Document excerpt:
Lessons from Bandura
Albert Bandura in 1977 wrote the seminal paper on Self-Efficacy; "Self-efficacy: toward a unifying theory of behavioral change".  He describes the relationship of one's beliefs to one's expectations and describes 2 types of expectations that impact behavior change.  Going back to our patient with diabetes, he may believe that he can walk for 20 minutes every day but he may not believe that this will lead to his sugar control getting much better (his glycosylated hemoglobin will not come down from 9.0 to 7.0 by doing this).  This belief model will prevent him from starting to exercise.

We tell our patients, "Your HbA1c should be less than 7.0, your LDL should be less than 100, your systolic blood pressure should be less than 130.  If you get down to your ideal body weight and stop eating all the bad things you eat, and start exercising 40 minutes 3-4 times a week, you will get there.  Otherwise we will need to start medications". They return in 3-4 months and have not made any progress.

As physicians we see this all the time and get frustrated when our patients (some of whom are also physicians) do not "comply" with our recommendations.  So what can we do?  Are we fighting a losing battle?  Have we already lost the war?

Lessons from a soccer coach
I got some hope recently talking to my daughter's soccer coach.  One of the drills that all aspiring soccer players need to do is juggling the soccer ball.  This essentially means being able to move the ball from one foot to the other without letting it touch the floor/ground.  Good players should be able to do this over 100 times quite easily.  For a young player new to the sport this is a daunting task.  Doing it even 5 times is an achievement.  Progress is very slow and it can take months to years before a player can juggle 50-100 times.  As one can imagine, young players would get quite frustrated and give up.  So I asked my daughter's coach how he motivates his players to do this.

Extracted material:
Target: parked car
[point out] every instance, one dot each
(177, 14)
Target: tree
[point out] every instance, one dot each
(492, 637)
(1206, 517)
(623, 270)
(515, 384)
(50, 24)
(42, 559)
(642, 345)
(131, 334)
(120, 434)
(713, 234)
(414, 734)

Action item A:
According to the excerpt on self-efficacy, in what year did Albert Bandura write his seminal paper on self-efficacy?
Action item B:
From the excerpt on self-efficacy, output everything from "As physicians we" down to "lost the war?".

Response area A:
1977

Response area B:
As physicians we see this all the time and get frustrated when our patients (some of whom are also physicians) do not "comply" with our recommendations.  So what can we do?  Are we fighting a losing battle?  Have we already lost the war?